• _Exercise aim_
Output every entry exactly as written.

• _Supplied data_
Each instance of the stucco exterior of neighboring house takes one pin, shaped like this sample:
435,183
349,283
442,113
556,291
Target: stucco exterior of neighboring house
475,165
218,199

• _Answer below_
Each instance of the stucco exterior of neighboring house takes one pin, shaped like this sample:
435,183
349,283
442,113
556,291
Target: stucco exterior of neighboring house
475,165
218,199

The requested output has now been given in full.